YOUR ASSIGNMENT:
Repeat all entries exactly.

DATA FOR REVIEW:
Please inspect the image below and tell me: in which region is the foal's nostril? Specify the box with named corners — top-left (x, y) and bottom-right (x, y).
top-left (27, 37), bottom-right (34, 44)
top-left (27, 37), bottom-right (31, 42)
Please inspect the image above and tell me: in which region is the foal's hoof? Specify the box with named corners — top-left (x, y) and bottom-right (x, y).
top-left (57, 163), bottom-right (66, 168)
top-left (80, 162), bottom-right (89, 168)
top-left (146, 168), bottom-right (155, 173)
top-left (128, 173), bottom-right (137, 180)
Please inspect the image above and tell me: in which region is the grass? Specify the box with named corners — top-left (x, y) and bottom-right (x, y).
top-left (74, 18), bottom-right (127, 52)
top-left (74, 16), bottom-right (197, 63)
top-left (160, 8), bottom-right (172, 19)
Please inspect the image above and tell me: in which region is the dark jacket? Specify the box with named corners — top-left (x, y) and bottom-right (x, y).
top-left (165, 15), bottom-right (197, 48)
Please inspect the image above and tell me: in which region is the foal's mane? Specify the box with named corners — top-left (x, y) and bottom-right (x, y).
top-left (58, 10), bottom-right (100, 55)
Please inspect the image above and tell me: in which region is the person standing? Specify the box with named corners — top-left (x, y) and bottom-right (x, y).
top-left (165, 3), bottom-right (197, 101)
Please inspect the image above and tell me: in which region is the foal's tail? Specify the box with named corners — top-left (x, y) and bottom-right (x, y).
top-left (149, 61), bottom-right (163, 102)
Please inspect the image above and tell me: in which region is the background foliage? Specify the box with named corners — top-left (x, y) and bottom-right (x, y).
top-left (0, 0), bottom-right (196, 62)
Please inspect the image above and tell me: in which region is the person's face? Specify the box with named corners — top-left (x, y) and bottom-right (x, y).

RESPONSE:
Please inspect the image below and tell me: in which region is the foal's nostril? Specify the box with named corners — top-left (x, y) and bottom-right (x, y).
top-left (27, 37), bottom-right (34, 44)
top-left (27, 37), bottom-right (31, 42)
Please inspect the image above and tell me: in which region is the foal's hoof? Specify the box with named corners — top-left (x, y) and bottom-right (x, y).
top-left (57, 163), bottom-right (66, 168)
top-left (80, 162), bottom-right (89, 168)
top-left (146, 168), bottom-right (155, 173)
top-left (128, 173), bottom-right (137, 180)
Please inspect the image above and tell me: in which region is the grass? Specify the box with named corners — top-left (x, y) and bottom-right (x, y).
top-left (74, 18), bottom-right (127, 52)
top-left (74, 16), bottom-right (197, 63)
top-left (160, 8), bottom-right (172, 19)
Please inspect the image above and tell me: in which region is the dark jacket? Specify the box with named corners — top-left (x, y) and bottom-right (x, y).
top-left (165, 15), bottom-right (197, 48)
Please inspect the image above and tell me: in which region is the foal's mane? Specify the box with named corners — top-left (x, y) and bottom-right (x, y).
top-left (58, 10), bottom-right (100, 55)
Please inspect the image above and tell me: in which region is the person standing? Specify the box with named corners — top-left (x, y) and bottom-right (x, y).
top-left (165, 3), bottom-right (197, 101)
Please inspect the image above and tell me: in which region is the foal's tail? Specify the box with named corners — top-left (x, y) and bottom-right (x, y).
top-left (149, 61), bottom-right (163, 102)
Please inspect the image above and tell me: in which region is the background foliage? Specify the box with named corners — top-left (x, y) and bottom-right (x, y).
top-left (0, 0), bottom-right (196, 62)
Please inspect the image above and tell me: in which region is the person's face? Specify the box with named corners — top-left (x, y) and bottom-right (x, y).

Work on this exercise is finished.